[[ Input material, beginning ]]
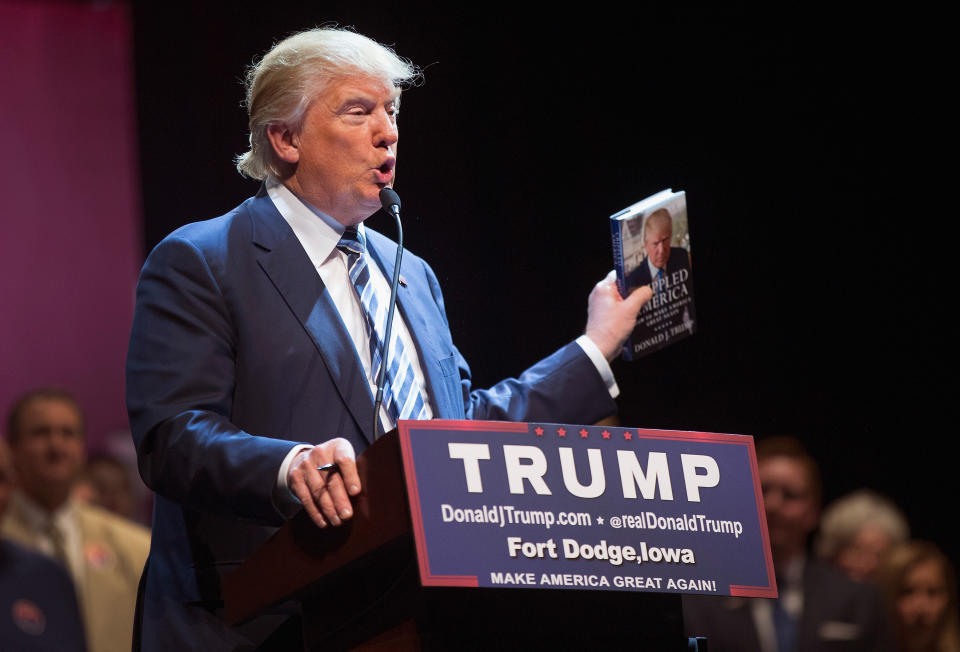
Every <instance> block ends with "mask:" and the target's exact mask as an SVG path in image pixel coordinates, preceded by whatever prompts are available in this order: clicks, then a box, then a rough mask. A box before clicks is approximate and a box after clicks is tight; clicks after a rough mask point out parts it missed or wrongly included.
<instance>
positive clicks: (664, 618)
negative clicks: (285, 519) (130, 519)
mask: <svg viewBox="0 0 960 652" xmlns="http://www.w3.org/2000/svg"><path fill="white" fill-rule="evenodd" d="M357 462H358V469H359V473H360V481H361V483H362V486H363V492H362V494H361V495H360V496H358V497H357V498H356V499H355V500H354V507H355V514H354V517H353V518H352V519H351V520H350V521H349V522H348V523H346V524H345V525H343V526H341V527H339V528H325V529H322V530H321V529H319V528H317V527H315V526H314V525H313V523H312V522H311V521H310V519H309V517H308V516H307V515H306V513H303V512H302V513H300V514H299V515H298V516H297V517H295V518H294V519H292V520H291V521H290V522H288V523H287V524H286V525H285V526H284V527H283V528H281V529H280V530H279V531H278V532H277V533H276V534H275V535H274V536H273V537H272V538H271V539H270V540H269V541H267V543H265V544H264V545H263V546H262V547H261V548H260V549H259V550H257V552H255V553H254V554H253V555H252V556H251V557H250V558H249V559H247V560H246V561H245V562H244V563H243V564H242V565H241V566H240V567H239V568H238V569H237V570H236V571H235V572H234V573H233V574H231V575H230V576H228V577H227V578H226V579H225V581H224V585H223V594H224V601H225V613H226V617H227V620H228V622H230V623H231V624H237V623H241V622H243V621H245V620H247V619H249V618H251V617H253V616H255V615H257V614H258V613H260V612H261V611H263V610H264V609H266V608H267V607H269V606H271V605H275V604H278V603H283V602H286V601H290V600H293V601H298V602H299V603H300V604H301V608H302V614H303V636H304V644H305V648H306V649H307V650H323V651H324V652H330V651H332V650H352V649H355V650H474V649H476V650H480V649H484V650H488V649H496V650H514V649H516V650H520V649H523V650H531V649H558V650H568V649H569V650H574V649H575V650H583V649H609V650H618V649H644V650H664V651H667V652H669V651H671V650H676V651H677V652H680V651H681V650H688V649H697V648H696V647H695V644H694V647H692V648H691V647H688V641H687V639H686V638H685V637H684V636H683V623H682V616H681V603H680V596H679V595H674V594H652V593H633V592H603V591H560V590H549V589H491V588H447V587H442V588H441V587H421V586H420V580H419V574H418V567H417V559H416V552H415V549H414V545H413V543H412V535H411V520H410V515H409V507H408V504H407V492H406V487H405V481H404V474H403V466H402V459H401V453H400V446H399V442H398V437H397V434H396V432H395V431H394V432H391V433H389V434H387V435H385V436H383V437H381V438H380V439H378V440H377V441H376V442H375V443H374V444H373V445H372V446H370V447H369V448H368V449H367V450H366V451H364V452H363V454H361V455H360V457H359V458H358V461H357ZM700 649H701V650H702V649H703V647H701V648H700Z"/></svg>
[[ Input material, end ]]
• [Work instruction]: State the count of lines in the preceding listing that include the string "instance". No other words belong in the answer.

• [Your response]: 2